• DOCUMENT TEXT:
————————

Thoughts for Saturday 9th January 2021

Psalm 29 ; 1 Kings 2:1-4, 10-12; Luke 5:1-11

I’m always a bit suspicious whenever there’s a break in the readings we are being offered by the Revised Common Lectionary, and so this morning I’m immediately drawn to have a look at 1 Kings 2:5-9 as well. When, sure enough, we find a less than edifying passage of Scripture. It’s not that the RCL is censoring the Bible, but I do wish they could have just made the reading 1 Kings 2:1-12 instead.

The reticence seems to be that this passage discredits David. It is there in the Bible, though, and must be so for a reason, and does therefore need to be considered alongside all the more positive references we have to someone who is a key figure for us within our Christian faith.

One of the ‘reasons’ I think it’s there is that it serves to round out for us as a character someone who was never wholly a saint, but who always struggled to be as good as he could and have a right relationship with God. And so, although these are ‘death-bed’ instructions, and David can’t have been ignorant of the spiritual danger they might have placed him in because of that, he also wants to ensure a smooth succession. The problem is that Solomon is by no means the oldest of David’s sons.

————————

• WHAT YOU WILL DO:
a. Echo the lectionary reflection word for word, starting with "Thoughts for Saturday" and going on through "Kings 2:1-12 instead.".
b. In the lectionary reflection, which passage does the writer wish had been made the reading instead?
c. How would you put this sentence from the lectionary reflection into Spanish: "The problem is that Solomon is by no means the oldest of David’s sons."

(Entries for object locations in images)
————————

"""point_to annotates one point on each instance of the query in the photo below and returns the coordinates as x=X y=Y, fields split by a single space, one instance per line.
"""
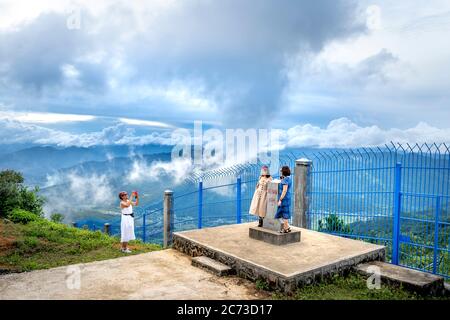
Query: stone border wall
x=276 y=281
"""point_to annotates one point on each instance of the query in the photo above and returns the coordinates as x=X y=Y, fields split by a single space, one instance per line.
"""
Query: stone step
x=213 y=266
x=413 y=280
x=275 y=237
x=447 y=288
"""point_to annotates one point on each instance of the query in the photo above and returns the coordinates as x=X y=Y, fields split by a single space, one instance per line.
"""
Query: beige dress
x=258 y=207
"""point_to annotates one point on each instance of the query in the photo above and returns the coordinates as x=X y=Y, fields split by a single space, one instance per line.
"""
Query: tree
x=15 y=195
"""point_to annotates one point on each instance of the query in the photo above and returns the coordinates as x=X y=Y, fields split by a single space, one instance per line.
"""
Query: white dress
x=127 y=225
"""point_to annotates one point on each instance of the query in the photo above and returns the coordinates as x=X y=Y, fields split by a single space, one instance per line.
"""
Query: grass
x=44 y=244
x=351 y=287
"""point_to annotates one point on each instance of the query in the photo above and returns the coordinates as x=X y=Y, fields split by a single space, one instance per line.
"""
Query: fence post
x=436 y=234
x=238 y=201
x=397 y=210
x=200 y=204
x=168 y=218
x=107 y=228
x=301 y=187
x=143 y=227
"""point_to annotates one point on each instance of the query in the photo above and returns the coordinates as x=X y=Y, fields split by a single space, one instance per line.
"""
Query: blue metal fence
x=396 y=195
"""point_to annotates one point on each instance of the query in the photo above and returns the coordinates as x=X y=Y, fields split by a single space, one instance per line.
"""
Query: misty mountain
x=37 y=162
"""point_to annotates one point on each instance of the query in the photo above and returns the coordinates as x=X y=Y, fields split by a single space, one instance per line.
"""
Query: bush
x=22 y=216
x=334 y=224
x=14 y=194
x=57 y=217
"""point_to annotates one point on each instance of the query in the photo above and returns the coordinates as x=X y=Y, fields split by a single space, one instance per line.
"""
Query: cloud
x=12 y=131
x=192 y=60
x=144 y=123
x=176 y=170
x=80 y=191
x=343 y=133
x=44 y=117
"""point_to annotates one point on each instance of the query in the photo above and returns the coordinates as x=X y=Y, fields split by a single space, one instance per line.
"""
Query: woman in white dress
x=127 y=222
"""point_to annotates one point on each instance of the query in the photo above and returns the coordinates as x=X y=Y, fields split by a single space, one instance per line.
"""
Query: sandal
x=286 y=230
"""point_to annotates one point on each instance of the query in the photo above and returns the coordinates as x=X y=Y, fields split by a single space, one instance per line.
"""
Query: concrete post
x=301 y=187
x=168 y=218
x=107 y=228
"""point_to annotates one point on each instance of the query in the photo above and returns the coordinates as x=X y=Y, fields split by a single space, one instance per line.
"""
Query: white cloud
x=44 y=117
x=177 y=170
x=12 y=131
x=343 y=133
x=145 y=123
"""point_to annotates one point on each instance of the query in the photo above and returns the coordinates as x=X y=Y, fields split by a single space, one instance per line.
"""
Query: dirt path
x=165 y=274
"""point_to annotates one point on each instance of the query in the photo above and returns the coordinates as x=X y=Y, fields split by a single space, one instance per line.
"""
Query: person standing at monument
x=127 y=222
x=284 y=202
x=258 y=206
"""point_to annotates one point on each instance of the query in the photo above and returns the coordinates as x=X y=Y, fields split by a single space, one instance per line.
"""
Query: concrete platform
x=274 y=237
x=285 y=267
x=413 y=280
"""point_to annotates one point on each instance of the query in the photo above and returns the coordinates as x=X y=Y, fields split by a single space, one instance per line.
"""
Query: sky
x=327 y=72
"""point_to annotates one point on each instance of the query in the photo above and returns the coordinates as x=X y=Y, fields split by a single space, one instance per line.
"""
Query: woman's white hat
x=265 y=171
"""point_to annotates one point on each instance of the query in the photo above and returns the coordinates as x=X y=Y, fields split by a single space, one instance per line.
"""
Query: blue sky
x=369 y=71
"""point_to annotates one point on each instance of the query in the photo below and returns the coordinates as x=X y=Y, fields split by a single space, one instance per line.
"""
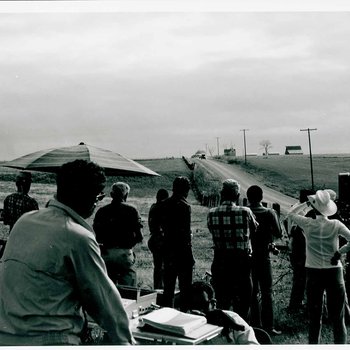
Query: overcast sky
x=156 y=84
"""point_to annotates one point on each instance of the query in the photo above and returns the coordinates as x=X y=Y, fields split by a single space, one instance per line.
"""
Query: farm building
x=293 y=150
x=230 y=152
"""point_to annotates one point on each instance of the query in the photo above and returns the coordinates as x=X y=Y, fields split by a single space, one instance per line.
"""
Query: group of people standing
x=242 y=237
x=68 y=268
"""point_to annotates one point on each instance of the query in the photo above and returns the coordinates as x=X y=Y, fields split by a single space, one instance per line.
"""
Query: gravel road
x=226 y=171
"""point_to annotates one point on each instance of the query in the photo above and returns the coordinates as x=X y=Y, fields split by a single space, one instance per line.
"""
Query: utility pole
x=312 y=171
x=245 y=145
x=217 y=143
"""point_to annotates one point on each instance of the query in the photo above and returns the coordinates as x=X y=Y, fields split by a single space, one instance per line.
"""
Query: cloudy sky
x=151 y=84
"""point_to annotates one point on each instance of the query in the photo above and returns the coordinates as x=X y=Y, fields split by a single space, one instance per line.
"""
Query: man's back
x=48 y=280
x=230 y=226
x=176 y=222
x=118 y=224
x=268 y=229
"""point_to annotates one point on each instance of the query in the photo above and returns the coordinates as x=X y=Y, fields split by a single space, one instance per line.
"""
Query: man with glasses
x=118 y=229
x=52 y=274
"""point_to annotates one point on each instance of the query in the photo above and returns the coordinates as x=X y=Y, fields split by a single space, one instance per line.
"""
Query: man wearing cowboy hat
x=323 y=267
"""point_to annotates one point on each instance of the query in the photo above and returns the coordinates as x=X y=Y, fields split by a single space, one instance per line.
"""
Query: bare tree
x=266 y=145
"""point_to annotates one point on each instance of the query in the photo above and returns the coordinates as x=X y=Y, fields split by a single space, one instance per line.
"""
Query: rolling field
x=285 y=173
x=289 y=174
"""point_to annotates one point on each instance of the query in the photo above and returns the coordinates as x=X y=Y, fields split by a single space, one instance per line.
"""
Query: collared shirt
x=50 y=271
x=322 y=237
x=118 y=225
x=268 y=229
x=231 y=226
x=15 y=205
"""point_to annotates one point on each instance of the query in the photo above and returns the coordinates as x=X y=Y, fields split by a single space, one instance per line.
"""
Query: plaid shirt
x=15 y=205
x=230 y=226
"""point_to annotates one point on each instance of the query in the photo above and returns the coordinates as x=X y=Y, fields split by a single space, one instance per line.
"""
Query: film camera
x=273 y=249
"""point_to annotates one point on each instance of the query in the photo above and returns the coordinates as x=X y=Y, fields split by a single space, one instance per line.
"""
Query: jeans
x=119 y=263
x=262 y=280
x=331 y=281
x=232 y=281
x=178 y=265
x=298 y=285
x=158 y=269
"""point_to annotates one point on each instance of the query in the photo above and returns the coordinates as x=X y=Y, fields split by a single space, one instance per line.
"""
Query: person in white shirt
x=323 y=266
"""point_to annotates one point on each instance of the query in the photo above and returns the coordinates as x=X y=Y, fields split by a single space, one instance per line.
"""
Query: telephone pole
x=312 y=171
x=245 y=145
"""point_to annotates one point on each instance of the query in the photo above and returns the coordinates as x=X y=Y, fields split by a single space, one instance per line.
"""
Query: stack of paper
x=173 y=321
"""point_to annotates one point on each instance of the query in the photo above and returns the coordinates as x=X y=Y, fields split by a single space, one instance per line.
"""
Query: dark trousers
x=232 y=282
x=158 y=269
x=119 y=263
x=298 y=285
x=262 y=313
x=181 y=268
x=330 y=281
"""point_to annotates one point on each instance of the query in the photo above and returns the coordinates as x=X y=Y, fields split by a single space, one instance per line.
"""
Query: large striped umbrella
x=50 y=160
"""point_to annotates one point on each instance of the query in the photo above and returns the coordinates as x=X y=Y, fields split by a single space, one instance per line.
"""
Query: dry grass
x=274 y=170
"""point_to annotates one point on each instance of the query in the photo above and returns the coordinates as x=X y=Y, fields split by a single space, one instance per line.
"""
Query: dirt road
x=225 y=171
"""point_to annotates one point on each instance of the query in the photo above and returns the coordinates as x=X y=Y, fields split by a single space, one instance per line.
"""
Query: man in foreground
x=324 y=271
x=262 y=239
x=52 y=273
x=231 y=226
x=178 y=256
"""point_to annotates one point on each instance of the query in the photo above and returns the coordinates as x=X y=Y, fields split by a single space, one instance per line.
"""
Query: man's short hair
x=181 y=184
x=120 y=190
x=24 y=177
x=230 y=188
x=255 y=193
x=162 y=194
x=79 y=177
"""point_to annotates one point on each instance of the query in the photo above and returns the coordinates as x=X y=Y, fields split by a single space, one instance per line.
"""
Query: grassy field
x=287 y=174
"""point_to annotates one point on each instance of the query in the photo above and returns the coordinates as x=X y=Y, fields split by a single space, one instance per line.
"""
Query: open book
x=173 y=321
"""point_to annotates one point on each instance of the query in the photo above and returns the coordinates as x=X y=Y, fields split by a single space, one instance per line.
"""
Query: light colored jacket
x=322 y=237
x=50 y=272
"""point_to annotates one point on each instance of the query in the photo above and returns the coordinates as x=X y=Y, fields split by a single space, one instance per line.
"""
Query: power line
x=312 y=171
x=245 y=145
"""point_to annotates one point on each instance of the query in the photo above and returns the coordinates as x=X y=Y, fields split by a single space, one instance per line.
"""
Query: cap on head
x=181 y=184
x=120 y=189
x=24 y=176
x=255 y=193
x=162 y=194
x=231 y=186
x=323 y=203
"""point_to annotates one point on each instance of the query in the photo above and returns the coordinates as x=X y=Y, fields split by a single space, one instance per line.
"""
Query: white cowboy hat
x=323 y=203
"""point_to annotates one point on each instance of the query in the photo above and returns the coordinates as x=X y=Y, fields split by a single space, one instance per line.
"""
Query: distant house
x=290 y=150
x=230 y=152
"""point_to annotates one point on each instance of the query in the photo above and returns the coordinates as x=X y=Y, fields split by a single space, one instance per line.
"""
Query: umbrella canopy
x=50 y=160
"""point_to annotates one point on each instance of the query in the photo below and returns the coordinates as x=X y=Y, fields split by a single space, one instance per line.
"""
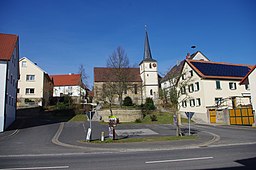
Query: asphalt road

————————

• ANSWERS TO THE EXERCISE:
a.
Thoughts for Saturday 9th January 2021

Psalm 29 ; 1 Kings 2:1-4, 10-12; Luke 5:1-11

I’m always a bit suspicious whenever there’s a break in the readings we are being offered by the Revised Common Lectionary, and so this morning I’m immediately drawn to have a look at 1 Kings 2:5-9 as well. When, sure enough, we find a less than edifying passage of Scripture. It’s not that the RCL is censoring the Bible, but I do wish they could have just made the reading 1 Kings 2:1-12 instead.

b. 1 Kings 2:1-12

c. El problema es que Salomón no es, ni mucho menos, el mayor de los hijos de David.